__LISTING__:

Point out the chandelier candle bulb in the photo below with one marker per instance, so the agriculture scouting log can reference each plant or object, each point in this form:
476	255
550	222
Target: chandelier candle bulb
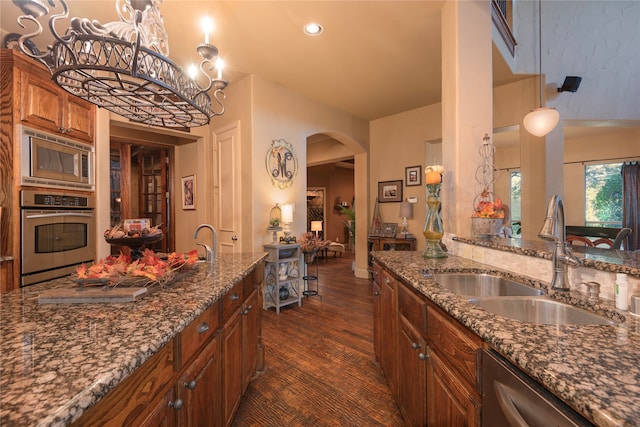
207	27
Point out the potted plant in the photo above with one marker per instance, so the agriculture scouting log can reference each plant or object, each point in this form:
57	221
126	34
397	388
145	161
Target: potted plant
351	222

---

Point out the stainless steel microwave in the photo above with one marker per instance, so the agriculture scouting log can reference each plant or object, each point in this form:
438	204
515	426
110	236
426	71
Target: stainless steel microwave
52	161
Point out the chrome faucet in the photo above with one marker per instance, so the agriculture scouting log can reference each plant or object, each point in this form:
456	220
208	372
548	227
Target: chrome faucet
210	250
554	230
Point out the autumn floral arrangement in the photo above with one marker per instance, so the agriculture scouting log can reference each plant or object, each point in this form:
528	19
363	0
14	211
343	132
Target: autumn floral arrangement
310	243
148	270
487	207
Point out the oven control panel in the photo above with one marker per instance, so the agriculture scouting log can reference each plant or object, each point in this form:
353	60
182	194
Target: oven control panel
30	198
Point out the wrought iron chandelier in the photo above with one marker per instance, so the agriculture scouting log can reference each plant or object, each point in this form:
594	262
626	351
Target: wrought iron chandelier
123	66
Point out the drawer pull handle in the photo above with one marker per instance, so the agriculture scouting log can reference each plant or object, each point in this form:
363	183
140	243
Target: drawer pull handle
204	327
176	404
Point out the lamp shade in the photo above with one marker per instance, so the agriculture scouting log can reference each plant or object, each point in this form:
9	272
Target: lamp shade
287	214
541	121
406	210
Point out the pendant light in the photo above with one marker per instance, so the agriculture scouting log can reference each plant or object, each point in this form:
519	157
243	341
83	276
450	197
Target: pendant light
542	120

--

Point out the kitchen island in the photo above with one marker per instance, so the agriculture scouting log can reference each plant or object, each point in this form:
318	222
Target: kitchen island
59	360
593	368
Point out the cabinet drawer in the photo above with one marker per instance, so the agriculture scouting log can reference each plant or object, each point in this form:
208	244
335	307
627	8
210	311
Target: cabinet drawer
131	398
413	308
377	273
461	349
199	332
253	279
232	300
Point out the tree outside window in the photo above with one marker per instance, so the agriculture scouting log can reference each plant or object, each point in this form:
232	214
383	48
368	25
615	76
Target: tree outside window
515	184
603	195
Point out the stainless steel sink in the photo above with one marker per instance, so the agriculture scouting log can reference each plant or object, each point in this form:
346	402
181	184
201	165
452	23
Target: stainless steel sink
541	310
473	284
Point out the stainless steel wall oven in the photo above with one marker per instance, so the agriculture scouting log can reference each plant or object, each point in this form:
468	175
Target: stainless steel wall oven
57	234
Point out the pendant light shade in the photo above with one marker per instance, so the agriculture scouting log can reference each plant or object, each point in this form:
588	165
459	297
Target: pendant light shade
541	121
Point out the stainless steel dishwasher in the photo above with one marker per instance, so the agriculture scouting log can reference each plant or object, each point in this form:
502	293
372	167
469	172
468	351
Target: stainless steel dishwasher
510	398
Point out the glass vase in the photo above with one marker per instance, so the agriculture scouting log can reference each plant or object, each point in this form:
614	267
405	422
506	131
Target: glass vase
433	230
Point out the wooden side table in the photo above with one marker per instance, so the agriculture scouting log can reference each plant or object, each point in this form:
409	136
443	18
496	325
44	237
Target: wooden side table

__EXERCISE DETAILS__:
Lay out as a Markdown table with the columns Row and Line the lines that start with the line containing "Point out the glass" and run through the line containing "Target: wooden side table", both included. Number each row and leave out blank lines.

__TASK RESULT__:
| Row | Line |
|---|---|
| 1 | Point out the glass vase in the photo above with one marker per instance, so the agriculture scouting log can reference each plant or object, each point in this form: |
| 2 | 614	267 |
| 3 | 405	422 |
| 4 | 506	131 |
| 5 | Target: glass vase |
| 6 | 433	230 |
| 7 | Point out the wooden side table in the photo above with one marker per instance, so the agriculture scouting log can reference each plant or object, each point in this form: |
| 8 | 409	136 |
| 9 | 443	18 |
| 10 | 496	325 |
| 11 | 44	237 |
| 12 | Target: wooden side table |